TEXT SEGMENT
= Beginning of Section =

Anna Nicole Smith for Guess, 1993
While Anna Nicole Smith was not the first Guess girl, she's one of the most memorable. The late model's work for the denim brand helped skyrocket her to stardom and yielded one of the most iconic ad campaigns of all time. Guess has helped launch the careers of countless women — from Claudia Schiffer to Kate Upton to Gigi Hadid — and working with the American brand is still considered to be one of the most prestigious bookings out there.
Bridget Hall for Polo Ralph Lauren, 1996
For over three decades, Ralph Lauren's ads have painted an aspirational picture of American life. From the classic, well-tailored clothing to the focus on sport (sailing, horseback riding and fishing, for instance) and travel, the brand's campaigns haven't changed much over the years. They still focus on a well-bred, preppy and monied customer who's after the dream he's selling. White picket fence not included.
The Gap, the 1990s
Long before "normcore," there were these classic ensemble ads that Gap became known for throughout the '90s. Not only were the print ads diverse, colorful and lots of fun, but the TV spots, full of song and dance, were catchy as hell. "Mellow Yellow," anyone?
Abercrombie and Fitch, 2000s
No one captures Americana quite like Bruce Weber, whose ads for preppy mall brand Abercrombie & Fitch were incredibly popular in the late '90s and early '00s. Featuring shirtless hunks, beautiful, sun-kissed blonde models and the occasional celebrity-to-be — including Jennifer Lawrence, Taylor Swift and Olivia Wilde — Weber's images really set the standard for a classic, all-American aesthetic. Unfortunately, their lack of diversity and sexual undertones ended up getting the brand into some trouble down the road.
Sofia Coppola for Marc Jacobs, 2002
The Juergen Teller-lensed campaigns that Marc Jacobs has released over the years are instantly identifiable, have been frequently copied and have helped to define the brand's aesthetic — especially in the 2000s. Jacobs featured the likes of Dakota Fanning, Winona Ryder and Victoria Beckham in his ads during the decade, but the fragrance campaign featuring his friend and longtime muse Sofia Coppola is arguably the most iconic, at least within fashion circles. How fitting, then, that Jacobs brought both Ryder and Coppola back for his fall 2015 campaign.
Tommy Hilfiger, 2010
One of the country's most quintessentially preppy companies — the American flag is basically part of its branding — has made some highly memorable ads: There was the one modeling a game of Hangman that directly names its competitors and another starring celebrities like Aaliyah and Kate Hudson. However, the designer's "Meet the Hilfigers" ads, which debuted in 2010, perfectly encapsulates the label's lifestyle brand approach. That "family" aspect is now a Hilfiger campaign signature.
American Apparel, mid-2000s/early 2010s
American Apparel is going through some tough times at the moment, but in its heyday, the hipster, "porn chic" advertisements from the brand were the talk of the industry and beyond. The oft-controversial images never failed to make a very loud statement, but their blatant sexuality not only offended many potential customers, but it also helped to unravel the story behind American Apparel's unsavory corporate culture, headed up by founder Dov Charney.
Kate Moss for Supreme, 2012
Long before Joan Didion for Céline went viral, this Supreme ad featuring Kate Moss became inescapable on the Internet and IRL (it was plastered all over downtown New York), making it instantly iconic. The New York-based skate brand is one of the most frequently copied and lusted-after labels among young men and women in the know, and we have a feeling that this image will be referenced and remembered for years to come.

= End of Section =

(Dataset entries)
= Beginning of Section =

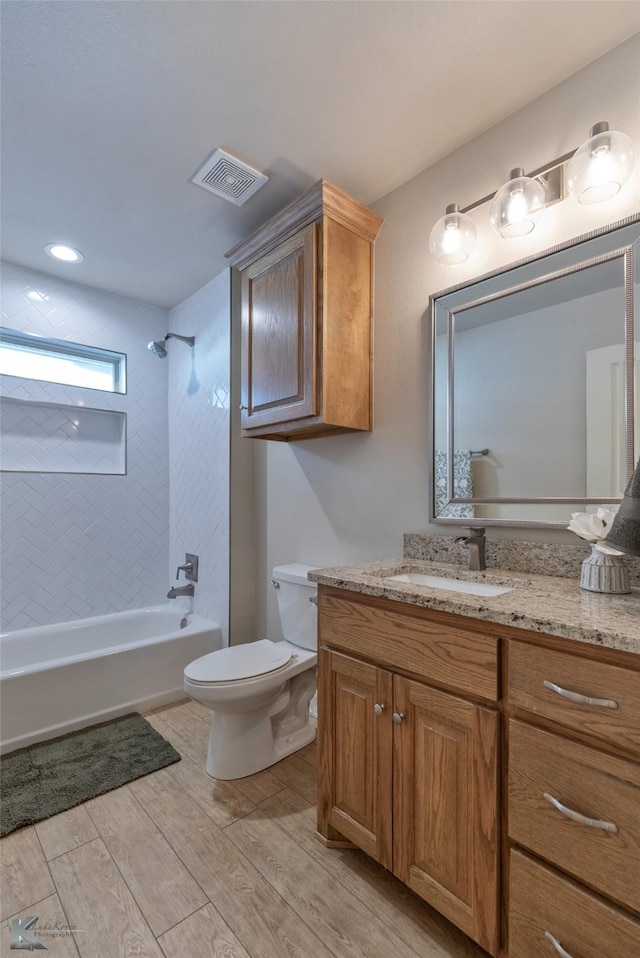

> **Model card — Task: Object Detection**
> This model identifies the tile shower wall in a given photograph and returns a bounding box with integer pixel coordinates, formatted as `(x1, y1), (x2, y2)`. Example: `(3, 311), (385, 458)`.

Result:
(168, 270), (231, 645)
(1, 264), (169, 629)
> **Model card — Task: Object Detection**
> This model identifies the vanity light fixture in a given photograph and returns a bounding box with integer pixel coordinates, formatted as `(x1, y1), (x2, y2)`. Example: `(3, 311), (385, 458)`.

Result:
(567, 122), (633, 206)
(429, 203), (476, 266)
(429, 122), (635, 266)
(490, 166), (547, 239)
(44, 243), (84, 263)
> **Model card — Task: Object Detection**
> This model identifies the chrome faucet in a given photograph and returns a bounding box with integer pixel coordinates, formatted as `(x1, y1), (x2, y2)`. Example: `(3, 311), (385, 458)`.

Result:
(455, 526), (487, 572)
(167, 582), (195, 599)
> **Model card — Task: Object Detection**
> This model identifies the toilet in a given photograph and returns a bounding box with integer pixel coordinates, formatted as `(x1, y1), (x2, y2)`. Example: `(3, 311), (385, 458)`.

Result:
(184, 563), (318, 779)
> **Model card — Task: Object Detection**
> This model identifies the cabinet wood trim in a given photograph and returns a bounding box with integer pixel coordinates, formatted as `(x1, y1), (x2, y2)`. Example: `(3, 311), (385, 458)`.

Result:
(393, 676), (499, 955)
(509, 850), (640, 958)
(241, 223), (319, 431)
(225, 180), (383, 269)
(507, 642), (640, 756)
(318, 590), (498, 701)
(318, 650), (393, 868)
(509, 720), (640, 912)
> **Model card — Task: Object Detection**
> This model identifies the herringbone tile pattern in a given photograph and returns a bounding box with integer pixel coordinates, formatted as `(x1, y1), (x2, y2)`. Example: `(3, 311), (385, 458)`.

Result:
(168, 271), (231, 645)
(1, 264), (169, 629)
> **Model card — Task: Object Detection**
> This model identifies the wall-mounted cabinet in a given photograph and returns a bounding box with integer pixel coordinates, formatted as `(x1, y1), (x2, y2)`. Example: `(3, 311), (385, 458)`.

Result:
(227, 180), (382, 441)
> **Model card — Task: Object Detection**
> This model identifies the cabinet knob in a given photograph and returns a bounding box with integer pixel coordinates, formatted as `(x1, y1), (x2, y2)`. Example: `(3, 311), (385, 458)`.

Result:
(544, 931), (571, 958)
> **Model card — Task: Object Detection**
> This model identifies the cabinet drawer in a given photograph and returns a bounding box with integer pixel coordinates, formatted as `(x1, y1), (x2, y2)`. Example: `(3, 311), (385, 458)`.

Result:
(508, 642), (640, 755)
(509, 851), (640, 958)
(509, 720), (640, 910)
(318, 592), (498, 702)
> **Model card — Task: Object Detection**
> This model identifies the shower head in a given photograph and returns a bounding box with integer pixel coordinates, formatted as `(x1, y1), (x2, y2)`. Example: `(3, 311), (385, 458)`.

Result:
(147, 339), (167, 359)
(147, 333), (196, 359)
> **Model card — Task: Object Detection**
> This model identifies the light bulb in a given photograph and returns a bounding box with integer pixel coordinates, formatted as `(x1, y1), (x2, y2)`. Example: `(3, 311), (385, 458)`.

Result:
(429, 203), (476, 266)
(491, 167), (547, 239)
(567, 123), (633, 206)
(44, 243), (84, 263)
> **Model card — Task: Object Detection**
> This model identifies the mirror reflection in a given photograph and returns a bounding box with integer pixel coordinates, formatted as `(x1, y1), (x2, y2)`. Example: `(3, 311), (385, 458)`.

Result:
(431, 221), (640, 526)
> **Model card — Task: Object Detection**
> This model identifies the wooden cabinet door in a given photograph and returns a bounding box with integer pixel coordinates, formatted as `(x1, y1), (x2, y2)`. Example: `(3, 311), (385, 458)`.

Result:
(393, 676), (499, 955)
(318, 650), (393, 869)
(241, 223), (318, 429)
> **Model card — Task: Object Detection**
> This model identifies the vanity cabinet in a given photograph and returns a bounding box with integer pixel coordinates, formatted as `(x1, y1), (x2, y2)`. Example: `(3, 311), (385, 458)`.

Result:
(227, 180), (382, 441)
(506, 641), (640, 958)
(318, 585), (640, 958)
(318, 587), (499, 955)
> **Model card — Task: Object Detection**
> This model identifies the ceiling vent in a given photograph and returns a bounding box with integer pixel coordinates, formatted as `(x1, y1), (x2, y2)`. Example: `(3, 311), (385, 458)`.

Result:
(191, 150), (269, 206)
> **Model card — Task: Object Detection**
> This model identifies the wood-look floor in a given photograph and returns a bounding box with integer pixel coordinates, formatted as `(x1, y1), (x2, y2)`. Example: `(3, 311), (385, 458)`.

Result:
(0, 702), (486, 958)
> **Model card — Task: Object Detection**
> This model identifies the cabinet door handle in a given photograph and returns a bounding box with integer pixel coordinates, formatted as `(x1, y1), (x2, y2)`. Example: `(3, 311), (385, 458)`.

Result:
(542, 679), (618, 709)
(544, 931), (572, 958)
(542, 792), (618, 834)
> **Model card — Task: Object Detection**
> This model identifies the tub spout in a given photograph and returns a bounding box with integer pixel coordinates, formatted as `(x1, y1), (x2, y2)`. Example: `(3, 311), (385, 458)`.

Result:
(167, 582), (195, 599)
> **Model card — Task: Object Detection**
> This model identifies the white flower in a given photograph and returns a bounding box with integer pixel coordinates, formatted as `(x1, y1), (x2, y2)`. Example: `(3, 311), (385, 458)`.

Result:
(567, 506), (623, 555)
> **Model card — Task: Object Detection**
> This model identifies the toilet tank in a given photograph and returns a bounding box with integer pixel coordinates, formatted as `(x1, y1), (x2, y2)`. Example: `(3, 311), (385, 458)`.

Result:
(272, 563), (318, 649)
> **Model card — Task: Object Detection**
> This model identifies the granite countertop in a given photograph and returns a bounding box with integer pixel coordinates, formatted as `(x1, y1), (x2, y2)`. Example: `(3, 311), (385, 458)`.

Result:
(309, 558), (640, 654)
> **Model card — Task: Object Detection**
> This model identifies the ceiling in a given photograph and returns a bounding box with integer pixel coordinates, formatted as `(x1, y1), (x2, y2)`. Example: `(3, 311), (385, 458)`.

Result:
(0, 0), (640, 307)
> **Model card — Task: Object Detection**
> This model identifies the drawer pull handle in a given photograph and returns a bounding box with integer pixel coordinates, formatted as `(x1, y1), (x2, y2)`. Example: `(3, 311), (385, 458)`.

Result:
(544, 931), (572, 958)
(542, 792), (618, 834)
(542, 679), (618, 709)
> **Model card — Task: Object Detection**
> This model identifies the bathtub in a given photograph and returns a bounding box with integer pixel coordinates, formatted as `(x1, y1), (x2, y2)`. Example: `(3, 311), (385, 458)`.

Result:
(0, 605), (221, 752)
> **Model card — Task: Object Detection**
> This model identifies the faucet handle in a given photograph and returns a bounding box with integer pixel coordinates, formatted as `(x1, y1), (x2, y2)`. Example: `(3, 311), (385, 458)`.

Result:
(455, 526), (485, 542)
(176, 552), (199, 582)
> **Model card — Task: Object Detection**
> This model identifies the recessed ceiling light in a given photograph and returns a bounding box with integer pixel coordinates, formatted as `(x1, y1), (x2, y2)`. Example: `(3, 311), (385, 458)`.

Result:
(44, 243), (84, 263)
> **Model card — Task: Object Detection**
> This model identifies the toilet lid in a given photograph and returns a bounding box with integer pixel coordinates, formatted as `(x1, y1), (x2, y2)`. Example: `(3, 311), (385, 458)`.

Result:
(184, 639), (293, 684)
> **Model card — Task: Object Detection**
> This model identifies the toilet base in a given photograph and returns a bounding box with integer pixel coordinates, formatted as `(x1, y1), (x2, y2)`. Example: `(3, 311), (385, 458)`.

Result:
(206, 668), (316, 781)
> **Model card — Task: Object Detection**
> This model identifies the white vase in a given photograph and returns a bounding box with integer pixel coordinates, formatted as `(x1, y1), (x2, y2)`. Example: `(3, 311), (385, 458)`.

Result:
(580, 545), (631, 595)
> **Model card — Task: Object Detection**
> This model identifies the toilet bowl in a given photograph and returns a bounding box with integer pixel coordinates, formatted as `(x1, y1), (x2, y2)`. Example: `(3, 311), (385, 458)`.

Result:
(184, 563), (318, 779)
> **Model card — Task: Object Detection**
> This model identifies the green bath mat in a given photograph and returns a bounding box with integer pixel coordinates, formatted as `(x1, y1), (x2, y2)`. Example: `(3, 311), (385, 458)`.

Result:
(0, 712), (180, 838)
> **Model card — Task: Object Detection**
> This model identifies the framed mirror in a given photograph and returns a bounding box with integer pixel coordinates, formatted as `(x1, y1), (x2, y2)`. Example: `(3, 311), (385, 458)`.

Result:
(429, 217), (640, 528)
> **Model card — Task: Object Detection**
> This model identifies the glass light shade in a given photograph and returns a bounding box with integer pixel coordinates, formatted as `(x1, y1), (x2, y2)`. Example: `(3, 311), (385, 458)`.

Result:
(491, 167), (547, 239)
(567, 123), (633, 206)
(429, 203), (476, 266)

= End of Section =
= Beginning of Section =

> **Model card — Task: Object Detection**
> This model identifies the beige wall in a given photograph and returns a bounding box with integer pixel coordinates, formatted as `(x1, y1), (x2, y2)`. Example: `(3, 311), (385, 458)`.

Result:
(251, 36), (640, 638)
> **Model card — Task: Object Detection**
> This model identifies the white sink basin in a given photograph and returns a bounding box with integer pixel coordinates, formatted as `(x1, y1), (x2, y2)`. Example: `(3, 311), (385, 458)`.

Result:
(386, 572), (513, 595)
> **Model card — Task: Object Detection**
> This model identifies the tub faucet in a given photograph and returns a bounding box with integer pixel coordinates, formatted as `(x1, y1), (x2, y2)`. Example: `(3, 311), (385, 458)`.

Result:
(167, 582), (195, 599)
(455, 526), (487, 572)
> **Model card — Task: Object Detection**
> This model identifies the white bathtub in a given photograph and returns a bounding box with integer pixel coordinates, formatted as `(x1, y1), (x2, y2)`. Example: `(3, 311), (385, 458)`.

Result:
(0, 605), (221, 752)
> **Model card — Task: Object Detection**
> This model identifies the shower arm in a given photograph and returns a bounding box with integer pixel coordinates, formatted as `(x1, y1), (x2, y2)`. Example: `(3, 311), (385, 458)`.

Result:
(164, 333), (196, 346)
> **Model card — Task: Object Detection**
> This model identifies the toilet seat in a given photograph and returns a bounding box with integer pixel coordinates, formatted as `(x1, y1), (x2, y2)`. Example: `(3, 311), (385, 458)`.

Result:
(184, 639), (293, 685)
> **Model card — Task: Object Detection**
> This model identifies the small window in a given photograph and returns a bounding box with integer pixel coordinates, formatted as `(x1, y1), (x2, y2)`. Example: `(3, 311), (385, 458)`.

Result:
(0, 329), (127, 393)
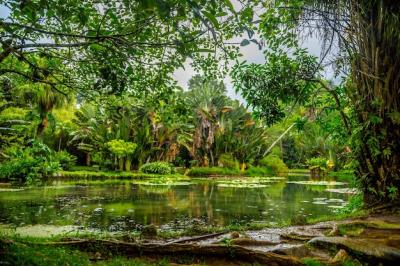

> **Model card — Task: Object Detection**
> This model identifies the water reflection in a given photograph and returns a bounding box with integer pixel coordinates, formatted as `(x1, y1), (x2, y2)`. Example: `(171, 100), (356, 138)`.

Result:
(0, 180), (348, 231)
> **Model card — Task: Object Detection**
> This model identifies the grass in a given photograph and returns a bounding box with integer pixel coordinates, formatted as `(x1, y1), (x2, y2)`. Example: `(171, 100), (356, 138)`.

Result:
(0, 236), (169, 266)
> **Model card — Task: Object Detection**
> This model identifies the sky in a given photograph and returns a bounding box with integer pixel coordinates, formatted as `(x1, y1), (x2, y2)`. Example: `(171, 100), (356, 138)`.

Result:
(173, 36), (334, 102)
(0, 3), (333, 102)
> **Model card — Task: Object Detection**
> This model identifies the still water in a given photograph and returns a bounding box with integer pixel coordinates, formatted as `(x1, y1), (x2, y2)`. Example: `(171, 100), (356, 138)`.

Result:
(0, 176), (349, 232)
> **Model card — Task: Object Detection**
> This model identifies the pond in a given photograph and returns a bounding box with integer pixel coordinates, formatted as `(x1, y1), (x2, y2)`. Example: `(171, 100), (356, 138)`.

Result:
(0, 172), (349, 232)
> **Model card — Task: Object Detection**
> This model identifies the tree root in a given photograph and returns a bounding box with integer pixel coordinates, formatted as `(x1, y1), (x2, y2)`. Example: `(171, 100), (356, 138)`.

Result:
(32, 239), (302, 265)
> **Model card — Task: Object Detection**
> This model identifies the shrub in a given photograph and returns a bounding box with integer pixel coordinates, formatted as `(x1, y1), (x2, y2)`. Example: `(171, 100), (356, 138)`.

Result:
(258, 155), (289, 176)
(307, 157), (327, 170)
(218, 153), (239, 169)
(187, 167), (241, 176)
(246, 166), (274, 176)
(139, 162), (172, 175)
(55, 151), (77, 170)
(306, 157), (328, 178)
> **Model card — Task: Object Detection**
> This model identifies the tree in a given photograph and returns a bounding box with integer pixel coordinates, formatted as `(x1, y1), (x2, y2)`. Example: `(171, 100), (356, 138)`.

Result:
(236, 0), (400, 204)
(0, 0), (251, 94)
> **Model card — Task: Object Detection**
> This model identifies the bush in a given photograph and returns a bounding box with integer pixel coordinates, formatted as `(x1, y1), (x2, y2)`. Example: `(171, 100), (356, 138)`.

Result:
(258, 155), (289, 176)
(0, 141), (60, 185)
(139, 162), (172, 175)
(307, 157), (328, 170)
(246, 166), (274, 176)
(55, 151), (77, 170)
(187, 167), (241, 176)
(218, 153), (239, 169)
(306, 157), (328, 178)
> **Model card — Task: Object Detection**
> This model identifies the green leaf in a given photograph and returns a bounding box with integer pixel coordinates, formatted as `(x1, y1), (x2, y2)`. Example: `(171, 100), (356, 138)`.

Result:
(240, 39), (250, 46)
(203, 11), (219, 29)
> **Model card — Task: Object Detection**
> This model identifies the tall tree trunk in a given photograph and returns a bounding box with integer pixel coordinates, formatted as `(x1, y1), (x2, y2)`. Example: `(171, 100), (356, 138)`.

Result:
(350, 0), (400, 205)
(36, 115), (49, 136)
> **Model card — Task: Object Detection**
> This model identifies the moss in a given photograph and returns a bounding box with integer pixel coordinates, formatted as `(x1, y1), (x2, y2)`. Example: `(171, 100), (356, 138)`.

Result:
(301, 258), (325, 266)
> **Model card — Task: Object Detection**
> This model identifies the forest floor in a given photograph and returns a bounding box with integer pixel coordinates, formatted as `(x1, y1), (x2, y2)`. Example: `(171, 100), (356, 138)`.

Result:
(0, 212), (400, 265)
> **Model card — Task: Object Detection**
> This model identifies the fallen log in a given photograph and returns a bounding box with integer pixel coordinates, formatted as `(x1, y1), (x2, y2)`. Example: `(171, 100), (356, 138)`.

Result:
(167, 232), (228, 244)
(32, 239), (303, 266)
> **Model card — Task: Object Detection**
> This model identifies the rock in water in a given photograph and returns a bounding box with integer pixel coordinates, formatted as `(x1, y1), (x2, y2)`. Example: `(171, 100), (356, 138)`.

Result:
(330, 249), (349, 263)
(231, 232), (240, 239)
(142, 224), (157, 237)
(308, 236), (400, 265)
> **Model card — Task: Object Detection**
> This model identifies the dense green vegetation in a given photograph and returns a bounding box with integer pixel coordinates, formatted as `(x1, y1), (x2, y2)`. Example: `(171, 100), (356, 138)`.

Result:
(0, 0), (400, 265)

= End of Section =
= Beginning of Section =

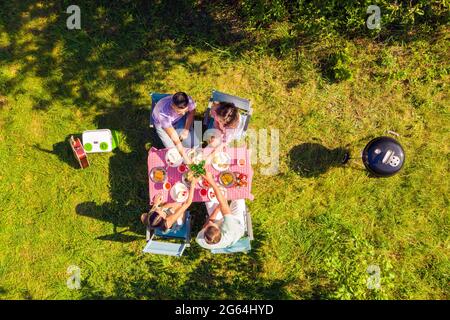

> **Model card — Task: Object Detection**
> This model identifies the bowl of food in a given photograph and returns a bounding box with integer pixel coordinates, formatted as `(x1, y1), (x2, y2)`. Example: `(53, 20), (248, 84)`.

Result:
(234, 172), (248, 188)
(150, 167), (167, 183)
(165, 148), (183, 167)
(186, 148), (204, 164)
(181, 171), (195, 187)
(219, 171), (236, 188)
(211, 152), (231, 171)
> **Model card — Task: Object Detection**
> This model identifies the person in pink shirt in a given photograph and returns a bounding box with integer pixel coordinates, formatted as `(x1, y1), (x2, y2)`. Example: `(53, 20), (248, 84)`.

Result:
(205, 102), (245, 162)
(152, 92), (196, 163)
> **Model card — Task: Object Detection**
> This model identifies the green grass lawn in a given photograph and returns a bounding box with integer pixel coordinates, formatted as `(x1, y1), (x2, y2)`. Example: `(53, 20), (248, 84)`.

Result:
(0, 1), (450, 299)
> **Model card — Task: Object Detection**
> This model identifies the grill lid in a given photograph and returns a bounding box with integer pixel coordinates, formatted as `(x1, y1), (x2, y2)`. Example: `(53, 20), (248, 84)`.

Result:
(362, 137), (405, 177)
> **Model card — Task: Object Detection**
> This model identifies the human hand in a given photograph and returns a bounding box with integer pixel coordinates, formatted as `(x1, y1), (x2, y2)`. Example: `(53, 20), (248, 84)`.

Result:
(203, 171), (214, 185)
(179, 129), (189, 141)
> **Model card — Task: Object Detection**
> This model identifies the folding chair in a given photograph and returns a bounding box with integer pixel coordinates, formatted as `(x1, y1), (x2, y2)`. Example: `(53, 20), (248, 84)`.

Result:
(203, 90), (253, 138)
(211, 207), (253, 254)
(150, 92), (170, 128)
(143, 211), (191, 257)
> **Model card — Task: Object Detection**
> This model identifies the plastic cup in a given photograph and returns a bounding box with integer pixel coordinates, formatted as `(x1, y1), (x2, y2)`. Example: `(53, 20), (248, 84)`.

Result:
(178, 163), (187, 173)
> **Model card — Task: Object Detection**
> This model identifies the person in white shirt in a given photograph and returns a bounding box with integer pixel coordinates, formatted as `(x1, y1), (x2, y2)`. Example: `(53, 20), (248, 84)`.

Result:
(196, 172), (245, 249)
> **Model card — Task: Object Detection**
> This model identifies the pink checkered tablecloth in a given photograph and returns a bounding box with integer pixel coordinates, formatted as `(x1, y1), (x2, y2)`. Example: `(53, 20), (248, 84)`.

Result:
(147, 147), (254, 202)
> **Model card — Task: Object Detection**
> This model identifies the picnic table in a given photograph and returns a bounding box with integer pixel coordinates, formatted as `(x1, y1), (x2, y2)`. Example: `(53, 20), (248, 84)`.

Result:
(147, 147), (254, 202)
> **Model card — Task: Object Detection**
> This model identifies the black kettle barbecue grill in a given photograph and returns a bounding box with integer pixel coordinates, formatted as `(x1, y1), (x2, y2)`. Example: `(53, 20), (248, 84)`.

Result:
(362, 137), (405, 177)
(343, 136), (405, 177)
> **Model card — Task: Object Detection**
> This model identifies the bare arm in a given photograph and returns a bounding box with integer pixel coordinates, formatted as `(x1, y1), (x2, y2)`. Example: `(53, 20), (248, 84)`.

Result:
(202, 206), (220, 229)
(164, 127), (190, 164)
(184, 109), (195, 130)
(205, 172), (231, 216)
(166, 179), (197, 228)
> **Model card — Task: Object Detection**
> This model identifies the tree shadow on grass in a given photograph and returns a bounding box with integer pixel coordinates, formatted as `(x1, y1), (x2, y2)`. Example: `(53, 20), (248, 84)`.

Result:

= End of Section =

ACTION ITEM
Answer the following questions about the fashion advertising text.
(a) Which photographer shot the Marc Jacobs campaigns?
(b) In what year did Tommy Hilfiger's "Meet the Hilfigers" ads debut?
(c) Where was the Supreme ad featuring Kate Moss plastered?

YOUR RESPONSE
(a) Juergen Teller
(b) 2010
(c) All over downtown New York